### [Problems to solve]
**A.** Reproduce the part of the paper scraper text starting with "informs_scraper.py / informs_scraper_en.py" and going on through "Logic is identical.".
**B.** For each statement, say yes or no depending on whether the paper scraper text agrees, and quote the deciding words. (i) The INFORMS scraper gets PDFs through Chrome DevTools. (ii) The English-interface and Chinese-interface versions work the same way. (iii) Papers can be searched by ISSN.

### [Text excerpt]
--- begin ---

Skip to content

GAO-pooh/paper-scraper

Repository files navigation

Academic Paper Scraper

Automated scrapers for ScienceDirect and INFORMS PubsOnLine — search papers by keyword, author, or journal, and batch-download PDFs using your institutional access.

License Python Platform ScienceDirect INFORMS


Supported Platforms

Script Platform PDF Download
sd_scraper.py / sd_scraper_en.py ScienceDirect (Elsevier) Via Chrome DevTools (bypasses Cloudflare)
informs_scraper.py / informs_scraper_en.py INFORMS PubsOnLine Direct HTTP with session cookie

Files ending in _en.py are full English-interface versions; the others are Chinese-interface versions. Logic is identical.


Features

  • Multiple search modes: keyword, journal browse, journal+keyword, author, ISSN, advanced (combine any criteria)

--- end ---

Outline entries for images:
--- begin ---

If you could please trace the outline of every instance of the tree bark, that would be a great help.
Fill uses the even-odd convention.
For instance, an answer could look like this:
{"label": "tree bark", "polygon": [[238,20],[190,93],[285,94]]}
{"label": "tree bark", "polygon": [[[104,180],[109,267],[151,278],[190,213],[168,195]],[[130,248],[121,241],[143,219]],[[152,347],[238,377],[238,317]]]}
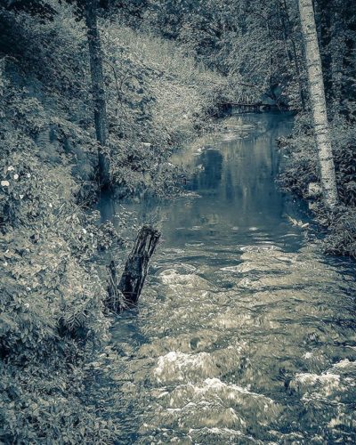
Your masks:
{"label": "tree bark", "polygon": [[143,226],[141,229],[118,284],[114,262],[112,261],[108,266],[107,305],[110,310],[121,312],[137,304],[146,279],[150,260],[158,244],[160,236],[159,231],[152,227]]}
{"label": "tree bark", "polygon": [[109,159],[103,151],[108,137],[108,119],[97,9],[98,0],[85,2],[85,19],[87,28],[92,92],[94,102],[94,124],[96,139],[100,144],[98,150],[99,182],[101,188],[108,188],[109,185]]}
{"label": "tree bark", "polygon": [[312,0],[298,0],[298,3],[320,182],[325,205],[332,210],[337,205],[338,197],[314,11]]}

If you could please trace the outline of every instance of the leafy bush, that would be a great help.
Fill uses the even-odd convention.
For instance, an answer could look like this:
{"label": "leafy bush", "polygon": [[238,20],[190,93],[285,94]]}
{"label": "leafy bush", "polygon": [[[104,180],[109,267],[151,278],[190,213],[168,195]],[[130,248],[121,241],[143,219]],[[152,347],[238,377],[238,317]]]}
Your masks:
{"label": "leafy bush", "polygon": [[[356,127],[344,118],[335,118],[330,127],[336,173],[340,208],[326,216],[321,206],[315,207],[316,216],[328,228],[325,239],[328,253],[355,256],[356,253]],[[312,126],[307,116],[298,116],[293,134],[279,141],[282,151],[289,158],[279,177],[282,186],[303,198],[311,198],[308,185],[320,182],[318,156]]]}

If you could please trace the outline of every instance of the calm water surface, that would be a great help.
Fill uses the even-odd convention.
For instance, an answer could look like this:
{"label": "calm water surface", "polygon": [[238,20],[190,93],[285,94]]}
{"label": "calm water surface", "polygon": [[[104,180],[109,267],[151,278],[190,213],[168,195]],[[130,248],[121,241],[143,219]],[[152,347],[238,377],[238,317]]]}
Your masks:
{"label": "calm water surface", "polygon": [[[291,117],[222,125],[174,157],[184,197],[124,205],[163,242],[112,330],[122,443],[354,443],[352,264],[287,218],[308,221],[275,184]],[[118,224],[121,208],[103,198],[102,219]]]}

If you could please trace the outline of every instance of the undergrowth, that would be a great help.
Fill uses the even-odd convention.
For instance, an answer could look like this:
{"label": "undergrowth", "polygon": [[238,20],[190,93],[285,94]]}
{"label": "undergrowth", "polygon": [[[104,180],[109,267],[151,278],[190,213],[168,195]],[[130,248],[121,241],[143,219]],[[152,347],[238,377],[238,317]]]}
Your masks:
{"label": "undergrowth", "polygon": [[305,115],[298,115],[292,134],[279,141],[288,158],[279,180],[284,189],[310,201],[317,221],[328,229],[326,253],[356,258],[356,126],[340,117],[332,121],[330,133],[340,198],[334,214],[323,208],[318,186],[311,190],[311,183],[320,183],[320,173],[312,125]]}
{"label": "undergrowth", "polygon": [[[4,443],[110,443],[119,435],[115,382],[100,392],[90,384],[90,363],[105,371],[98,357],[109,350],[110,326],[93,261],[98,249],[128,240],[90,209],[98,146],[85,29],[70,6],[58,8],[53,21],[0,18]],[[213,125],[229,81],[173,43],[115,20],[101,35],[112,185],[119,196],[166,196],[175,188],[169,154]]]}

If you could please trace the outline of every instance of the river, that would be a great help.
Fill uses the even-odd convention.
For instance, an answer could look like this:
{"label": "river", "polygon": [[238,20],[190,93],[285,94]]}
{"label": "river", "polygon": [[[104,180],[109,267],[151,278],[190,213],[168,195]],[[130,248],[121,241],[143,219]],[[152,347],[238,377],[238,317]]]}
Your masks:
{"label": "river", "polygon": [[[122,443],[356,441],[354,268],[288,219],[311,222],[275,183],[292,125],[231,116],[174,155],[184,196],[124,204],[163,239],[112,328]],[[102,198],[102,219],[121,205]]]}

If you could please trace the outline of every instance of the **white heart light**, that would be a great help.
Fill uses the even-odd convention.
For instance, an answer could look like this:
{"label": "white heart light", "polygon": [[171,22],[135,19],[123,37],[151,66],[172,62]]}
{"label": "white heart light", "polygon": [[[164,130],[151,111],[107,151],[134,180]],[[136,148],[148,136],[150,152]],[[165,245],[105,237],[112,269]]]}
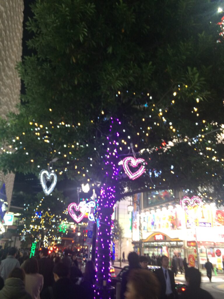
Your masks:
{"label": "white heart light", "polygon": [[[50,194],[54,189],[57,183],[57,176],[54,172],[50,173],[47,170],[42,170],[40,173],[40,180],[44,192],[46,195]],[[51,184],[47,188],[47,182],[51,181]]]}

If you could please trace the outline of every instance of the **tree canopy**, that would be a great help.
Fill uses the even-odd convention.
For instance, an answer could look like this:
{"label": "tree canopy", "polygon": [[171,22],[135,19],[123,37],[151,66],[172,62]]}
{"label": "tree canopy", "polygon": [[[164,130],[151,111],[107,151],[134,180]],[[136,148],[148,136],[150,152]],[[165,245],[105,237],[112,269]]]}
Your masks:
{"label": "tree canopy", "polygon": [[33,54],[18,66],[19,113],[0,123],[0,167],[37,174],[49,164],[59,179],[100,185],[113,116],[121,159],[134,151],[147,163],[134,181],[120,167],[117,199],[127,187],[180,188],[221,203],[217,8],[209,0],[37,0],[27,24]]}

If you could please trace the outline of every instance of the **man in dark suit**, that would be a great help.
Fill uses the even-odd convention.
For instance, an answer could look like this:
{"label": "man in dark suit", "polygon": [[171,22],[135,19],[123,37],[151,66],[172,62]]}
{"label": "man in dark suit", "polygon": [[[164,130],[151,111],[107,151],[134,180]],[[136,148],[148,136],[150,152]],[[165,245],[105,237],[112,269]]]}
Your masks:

--- end ---
--- begin ---

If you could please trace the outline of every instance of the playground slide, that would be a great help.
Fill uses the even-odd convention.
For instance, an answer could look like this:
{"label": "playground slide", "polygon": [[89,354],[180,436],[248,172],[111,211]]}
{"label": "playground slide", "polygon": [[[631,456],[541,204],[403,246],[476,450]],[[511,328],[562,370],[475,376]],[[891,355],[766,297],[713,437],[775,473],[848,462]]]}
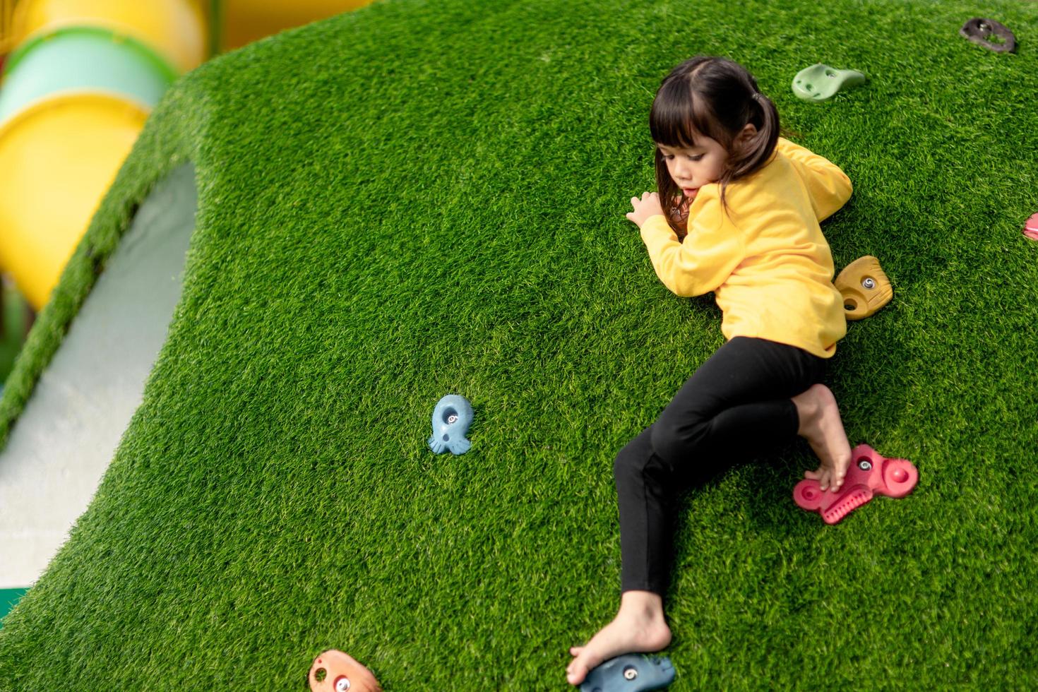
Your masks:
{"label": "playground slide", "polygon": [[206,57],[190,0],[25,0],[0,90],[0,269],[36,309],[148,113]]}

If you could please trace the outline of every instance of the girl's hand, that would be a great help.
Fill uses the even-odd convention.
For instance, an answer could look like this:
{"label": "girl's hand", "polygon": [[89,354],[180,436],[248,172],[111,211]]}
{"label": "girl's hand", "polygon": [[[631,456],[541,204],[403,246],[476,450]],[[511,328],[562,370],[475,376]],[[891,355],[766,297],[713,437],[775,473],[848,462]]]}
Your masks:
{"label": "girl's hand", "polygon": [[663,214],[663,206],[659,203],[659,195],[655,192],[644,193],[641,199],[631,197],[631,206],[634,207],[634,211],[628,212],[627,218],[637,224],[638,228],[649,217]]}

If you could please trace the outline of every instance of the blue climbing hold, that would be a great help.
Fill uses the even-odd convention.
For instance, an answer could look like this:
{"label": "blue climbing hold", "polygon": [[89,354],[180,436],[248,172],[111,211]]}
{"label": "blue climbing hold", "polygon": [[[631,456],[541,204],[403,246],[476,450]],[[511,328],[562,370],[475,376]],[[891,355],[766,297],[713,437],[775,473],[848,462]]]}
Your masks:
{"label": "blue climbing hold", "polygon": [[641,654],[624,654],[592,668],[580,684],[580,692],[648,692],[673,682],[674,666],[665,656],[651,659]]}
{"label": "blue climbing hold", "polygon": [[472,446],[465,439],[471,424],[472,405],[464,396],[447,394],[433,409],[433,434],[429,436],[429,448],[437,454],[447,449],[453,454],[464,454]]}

--- end ---

### [Answers for this exercise]
**A.**
informs_scraper.py / informs_scraper_en.py INFORMS PubsOnLine Direct HTTP with session cookie

Files ending in _en.py are full English-interface versions; the others are Chinese-interface versions. Logic is identical.

**B.**
(i) No: "INFORMS PubsOnLine Direct HTTP with session cookie"
(ii) Yes: "Logic is identical."
(iii) Yes: "keyword, journal browse, journal+keyword, author, ISSN, advanced (combine any criteria)"